REQUIRED TASK:
From the line containing "point: dirt trail" through the last line of the data, return those lines exactly as written and nothing more.

DATASET:
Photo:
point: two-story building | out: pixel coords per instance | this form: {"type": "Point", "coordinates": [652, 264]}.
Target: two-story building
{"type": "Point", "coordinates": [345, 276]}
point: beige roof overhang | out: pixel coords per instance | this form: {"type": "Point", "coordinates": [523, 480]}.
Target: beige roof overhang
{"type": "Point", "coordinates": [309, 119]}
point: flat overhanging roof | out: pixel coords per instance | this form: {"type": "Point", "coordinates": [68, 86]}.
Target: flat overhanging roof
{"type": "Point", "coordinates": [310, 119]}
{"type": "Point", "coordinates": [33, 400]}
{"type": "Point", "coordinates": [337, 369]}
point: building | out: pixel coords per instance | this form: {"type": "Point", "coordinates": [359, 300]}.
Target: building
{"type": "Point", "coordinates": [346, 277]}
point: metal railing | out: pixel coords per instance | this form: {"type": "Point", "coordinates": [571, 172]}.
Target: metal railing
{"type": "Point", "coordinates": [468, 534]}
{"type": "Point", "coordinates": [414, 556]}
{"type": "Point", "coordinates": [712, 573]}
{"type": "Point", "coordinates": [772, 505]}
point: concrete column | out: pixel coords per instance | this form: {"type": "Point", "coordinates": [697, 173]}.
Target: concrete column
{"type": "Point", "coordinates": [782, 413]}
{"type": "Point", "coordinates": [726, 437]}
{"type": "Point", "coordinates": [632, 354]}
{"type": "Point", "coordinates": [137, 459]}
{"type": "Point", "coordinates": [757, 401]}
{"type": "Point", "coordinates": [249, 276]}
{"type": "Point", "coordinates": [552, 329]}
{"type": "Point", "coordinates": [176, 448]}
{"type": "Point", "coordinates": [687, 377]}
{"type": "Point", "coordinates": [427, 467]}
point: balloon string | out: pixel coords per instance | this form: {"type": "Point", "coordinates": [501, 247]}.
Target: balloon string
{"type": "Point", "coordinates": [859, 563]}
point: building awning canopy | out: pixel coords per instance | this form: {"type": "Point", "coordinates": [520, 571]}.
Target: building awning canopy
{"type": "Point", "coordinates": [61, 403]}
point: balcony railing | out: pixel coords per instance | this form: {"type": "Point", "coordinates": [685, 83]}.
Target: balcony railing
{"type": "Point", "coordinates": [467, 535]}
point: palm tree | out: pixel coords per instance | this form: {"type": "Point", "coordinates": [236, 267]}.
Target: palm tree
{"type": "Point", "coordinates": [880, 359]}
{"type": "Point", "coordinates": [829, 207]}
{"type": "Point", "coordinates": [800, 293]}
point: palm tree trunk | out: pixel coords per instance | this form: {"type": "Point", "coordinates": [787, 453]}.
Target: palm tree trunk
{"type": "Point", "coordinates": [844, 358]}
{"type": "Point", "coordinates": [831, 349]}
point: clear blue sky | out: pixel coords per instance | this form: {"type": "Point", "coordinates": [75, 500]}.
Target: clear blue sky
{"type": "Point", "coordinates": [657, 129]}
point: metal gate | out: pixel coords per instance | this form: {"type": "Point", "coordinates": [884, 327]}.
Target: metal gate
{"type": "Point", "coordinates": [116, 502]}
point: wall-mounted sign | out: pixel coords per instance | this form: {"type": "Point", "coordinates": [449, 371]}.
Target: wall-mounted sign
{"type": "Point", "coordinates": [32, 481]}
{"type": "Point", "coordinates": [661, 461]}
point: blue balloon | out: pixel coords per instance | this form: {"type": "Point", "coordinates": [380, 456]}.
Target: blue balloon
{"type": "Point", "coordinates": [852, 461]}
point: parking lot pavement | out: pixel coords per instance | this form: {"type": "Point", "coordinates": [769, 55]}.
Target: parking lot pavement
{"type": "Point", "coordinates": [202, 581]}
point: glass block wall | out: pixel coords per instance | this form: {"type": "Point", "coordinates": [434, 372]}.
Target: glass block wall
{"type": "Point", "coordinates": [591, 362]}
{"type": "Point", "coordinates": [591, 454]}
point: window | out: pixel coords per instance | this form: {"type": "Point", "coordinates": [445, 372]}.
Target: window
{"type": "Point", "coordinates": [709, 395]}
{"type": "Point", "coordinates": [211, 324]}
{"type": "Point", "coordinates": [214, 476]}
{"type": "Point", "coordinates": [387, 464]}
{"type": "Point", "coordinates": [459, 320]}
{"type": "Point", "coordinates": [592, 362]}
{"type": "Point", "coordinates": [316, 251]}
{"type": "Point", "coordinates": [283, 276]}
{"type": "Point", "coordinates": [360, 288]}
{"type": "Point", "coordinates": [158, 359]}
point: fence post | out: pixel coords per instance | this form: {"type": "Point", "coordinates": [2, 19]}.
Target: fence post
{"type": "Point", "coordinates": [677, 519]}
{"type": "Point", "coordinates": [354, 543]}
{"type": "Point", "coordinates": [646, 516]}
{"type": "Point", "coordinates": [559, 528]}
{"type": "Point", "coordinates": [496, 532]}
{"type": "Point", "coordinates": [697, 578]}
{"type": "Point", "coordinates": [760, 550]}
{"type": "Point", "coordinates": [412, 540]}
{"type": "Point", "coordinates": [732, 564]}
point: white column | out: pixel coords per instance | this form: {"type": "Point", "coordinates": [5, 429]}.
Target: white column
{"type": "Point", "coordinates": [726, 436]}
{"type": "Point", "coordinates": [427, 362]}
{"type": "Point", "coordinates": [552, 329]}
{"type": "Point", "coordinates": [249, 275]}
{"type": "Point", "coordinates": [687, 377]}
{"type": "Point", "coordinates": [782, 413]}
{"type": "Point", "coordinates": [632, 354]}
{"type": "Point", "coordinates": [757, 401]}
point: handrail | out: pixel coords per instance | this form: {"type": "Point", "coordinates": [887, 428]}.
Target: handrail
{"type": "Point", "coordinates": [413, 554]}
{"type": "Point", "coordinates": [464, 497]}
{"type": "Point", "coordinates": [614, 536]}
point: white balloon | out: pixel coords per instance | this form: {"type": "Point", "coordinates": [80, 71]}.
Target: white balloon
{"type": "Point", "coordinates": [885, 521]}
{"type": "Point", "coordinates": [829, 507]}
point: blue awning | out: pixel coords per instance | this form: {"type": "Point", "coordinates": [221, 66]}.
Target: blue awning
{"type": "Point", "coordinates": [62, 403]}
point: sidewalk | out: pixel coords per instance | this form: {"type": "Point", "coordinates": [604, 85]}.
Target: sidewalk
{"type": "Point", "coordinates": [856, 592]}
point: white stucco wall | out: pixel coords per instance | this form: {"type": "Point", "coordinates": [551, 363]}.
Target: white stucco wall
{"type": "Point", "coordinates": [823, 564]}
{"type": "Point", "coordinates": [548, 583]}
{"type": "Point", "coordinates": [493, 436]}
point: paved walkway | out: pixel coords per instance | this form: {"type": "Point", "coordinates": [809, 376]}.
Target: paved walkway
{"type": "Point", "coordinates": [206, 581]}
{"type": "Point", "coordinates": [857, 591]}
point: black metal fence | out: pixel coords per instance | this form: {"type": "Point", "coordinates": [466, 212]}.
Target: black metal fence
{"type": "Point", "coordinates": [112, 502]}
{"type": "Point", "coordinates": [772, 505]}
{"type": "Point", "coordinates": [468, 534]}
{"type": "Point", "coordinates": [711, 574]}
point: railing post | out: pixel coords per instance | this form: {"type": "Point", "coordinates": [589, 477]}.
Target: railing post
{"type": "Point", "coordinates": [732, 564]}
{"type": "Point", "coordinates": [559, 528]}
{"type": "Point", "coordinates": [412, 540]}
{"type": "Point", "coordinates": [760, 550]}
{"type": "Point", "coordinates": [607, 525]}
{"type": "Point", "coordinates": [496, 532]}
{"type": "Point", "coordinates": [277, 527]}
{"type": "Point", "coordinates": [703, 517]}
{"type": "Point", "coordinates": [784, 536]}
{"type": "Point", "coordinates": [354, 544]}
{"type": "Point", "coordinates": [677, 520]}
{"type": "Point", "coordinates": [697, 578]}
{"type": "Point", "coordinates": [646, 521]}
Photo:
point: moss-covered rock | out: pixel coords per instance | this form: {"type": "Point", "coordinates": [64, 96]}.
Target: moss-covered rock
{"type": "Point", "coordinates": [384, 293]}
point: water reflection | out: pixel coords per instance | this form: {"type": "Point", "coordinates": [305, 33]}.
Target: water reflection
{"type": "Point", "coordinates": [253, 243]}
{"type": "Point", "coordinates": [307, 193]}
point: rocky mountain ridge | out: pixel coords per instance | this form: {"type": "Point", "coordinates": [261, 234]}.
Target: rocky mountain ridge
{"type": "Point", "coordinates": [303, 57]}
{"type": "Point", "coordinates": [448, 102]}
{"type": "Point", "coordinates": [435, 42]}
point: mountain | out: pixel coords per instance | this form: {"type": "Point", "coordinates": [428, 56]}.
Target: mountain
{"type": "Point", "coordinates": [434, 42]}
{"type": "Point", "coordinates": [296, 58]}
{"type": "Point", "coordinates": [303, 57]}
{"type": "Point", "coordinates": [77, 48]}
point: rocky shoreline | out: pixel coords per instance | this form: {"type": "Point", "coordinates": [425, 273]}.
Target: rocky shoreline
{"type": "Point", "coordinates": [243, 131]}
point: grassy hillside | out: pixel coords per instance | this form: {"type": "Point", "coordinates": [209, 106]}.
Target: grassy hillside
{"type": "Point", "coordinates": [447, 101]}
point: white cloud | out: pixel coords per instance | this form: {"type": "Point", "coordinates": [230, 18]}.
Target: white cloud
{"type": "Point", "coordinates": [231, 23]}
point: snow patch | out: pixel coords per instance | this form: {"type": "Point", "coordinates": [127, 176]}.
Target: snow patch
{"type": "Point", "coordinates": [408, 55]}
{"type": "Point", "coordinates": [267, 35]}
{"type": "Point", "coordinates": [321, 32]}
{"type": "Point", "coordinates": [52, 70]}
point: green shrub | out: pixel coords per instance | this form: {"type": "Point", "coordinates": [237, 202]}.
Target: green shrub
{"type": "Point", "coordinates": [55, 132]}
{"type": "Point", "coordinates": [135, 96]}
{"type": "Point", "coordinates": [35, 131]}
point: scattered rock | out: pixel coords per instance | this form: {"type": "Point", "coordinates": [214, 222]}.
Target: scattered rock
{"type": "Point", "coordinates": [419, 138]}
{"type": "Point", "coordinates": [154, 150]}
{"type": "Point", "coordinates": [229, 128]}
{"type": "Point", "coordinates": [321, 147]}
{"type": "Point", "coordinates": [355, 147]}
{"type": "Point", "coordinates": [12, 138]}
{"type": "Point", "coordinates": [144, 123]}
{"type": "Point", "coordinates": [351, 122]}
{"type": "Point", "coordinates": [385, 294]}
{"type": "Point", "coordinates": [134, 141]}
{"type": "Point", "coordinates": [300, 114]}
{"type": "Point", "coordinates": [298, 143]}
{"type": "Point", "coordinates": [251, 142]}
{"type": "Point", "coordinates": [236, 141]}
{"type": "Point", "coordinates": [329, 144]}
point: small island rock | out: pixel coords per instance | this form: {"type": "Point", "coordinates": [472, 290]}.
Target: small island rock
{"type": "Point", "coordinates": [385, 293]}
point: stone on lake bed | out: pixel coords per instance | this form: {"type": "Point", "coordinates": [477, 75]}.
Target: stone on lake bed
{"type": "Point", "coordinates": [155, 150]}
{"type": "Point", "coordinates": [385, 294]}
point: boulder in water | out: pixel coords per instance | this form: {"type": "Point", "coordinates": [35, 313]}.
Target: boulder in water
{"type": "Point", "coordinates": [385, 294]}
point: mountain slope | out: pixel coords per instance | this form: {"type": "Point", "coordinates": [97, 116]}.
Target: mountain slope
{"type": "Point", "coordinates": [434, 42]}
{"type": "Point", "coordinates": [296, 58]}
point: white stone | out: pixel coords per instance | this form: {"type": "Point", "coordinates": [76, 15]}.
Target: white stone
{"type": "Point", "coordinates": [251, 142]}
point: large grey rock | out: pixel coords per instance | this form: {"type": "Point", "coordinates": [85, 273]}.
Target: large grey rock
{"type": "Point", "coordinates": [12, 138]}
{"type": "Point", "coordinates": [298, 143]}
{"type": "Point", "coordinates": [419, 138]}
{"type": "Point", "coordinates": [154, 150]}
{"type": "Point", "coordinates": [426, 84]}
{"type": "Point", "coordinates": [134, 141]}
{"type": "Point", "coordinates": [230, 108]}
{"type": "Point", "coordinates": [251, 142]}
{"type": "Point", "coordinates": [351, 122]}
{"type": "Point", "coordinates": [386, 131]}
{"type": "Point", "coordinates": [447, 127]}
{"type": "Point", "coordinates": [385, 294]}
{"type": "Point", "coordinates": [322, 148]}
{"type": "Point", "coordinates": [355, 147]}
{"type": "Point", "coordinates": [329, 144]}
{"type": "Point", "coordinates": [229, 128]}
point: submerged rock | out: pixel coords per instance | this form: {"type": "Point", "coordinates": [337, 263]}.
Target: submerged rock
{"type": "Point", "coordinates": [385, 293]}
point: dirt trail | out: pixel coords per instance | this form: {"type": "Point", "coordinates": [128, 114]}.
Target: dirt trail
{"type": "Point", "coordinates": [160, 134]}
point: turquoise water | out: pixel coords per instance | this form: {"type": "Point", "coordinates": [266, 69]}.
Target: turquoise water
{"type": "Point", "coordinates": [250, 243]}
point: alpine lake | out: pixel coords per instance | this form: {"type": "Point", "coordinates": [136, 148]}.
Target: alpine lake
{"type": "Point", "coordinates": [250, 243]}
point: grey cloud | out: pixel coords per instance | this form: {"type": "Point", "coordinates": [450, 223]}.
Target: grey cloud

OUTPUT FOR THIS TASK:
point: dirt trail | out: pixel coords per instance | this form: {"type": "Point", "coordinates": [128, 114]}.
Target: dirt trail
{"type": "Point", "coordinates": [160, 134]}
point: turquoise water | out: pixel coords per instance | this form: {"type": "Point", "coordinates": [266, 69]}.
Target: turquoise water
{"type": "Point", "coordinates": [250, 243]}
point: alpine lake | out: pixel coords per instance | this form: {"type": "Point", "coordinates": [136, 148]}.
Target: alpine lake
{"type": "Point", "coordinates": [250, 243]}
point: grey cloud | out: pixel coords per instance | this form: {"type": "Point", "coordinates": [450, 223]}.
Target: grey cloud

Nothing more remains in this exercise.